▸ WORK TO COMPLETE:
(a) According to the cancer-treatment account, why did the radiation treatment turn out to be precise and efficient instead of the frustrating ordeal the writer expected? Answer in one to three sentences.
(b) Transcribe the part of the cancer-treatment account that opens with the words "I was dreading" and closes with "than Windows Vista.".

▸ SUPPLIED TEXT:
I was dreading the next eight weeks. Multiple surgeries at the University of Michigan Cancer Center had finally rid me of most of the sarcoma cells whose discovery had so worried my family and completely upset my intense and demanding life as a Ford executive. But treatment wasn’t over yet, and I just knew the worst was yet to come – eight weeks of daily radiation treatments. In addition to normal treatment concerns, I envisioned forty very long days of searching for parking spaces, repeatedly filling out mind numbing forms, wasting away in crowded waiting rooms, inexplicable appointment delays and generally more frustration than Windows Vista.
But I couldn’t have been more wrong. My initial consultation put my mind at ease and I sailed through appointments experiencing a precise, efficient and ultimately successful treatment regimen that was patient focused and professional through every step. And this was no accident. It was the result of many months of lean work by Department Chair, Dr. Ted Lawrence, Director Kathy Lash and the rest of the Radiation Oncology team. Together they used value stream mapping to improve flow and significantly reduce lead times. Their teams used rigorous A3 problem solving leading to root cause-based countermeasures and powerful standards and checklists that helped to create a consistent, high-quality experience for each patient. And perhaps most importantly, they had leaders like Ted and Kathy who lived and consistently communicated patient-centered care from the patient’s first consultation to the department wide applause as patients ring The Bell celebrating the conclusion of their treatment regimen.
Following my cancer experience I had the privilege of participating on a team commissioned to further enhance the Center’s performance through a “patient centered care” initiative. Through this work we were able to support the dedicated professionals who worked tirelessly to find a “better way.” This experience allowed me to learn about all the great work going on more broadly in lean healthcare. But perhaps most importantly it enabled me to meet with other visionary health care leaders like Dr. Jack Billi, who gave the best advice possible to an engineer newly diagnosed with cancer (N=1) as well as incredibly talented administrators like Linda Larin, whose excellent book, Inspired to Change, is impacting the way medical professionals think about health care.

▸ DATA EXCERPT:
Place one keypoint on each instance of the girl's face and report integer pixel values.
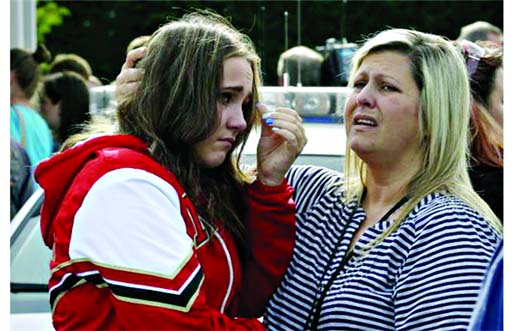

▸ WRITTEN RESPONSES:
(a) It was the result of many months of lean work by Dr. Ted Lawrence, Kathy Lash and the Radiation Oncology team, who used value stream mapping to improve flow and reduce lead times. They also applied A3 problem solving to reach root-cause countermeasures, set up standards and checklists for a consistent, high-quality patient experience, and had leaders who lived and communicated patient-centered care throughout treatment.

(b)
I was dreading the next eight weeks. Multiple surgeries at the University of Michigan Cancer Center had finally rid me of most of the sarcoma cells whose discovery had so worried my family and completely upset my intense and demanding life as a Ford executive. But treatment wasn’t over yet, and I just knew the worst was yet to come – eight weeks of daily radiation treatments. In addition to normal treatment concerns, I envisioned forty very long days of searching for parking spaces, repeatedly filling out mind numbing forms, wasting away in crowded waiting rooms, inexplicable appointment delays and generally more frustration than Windows Vista.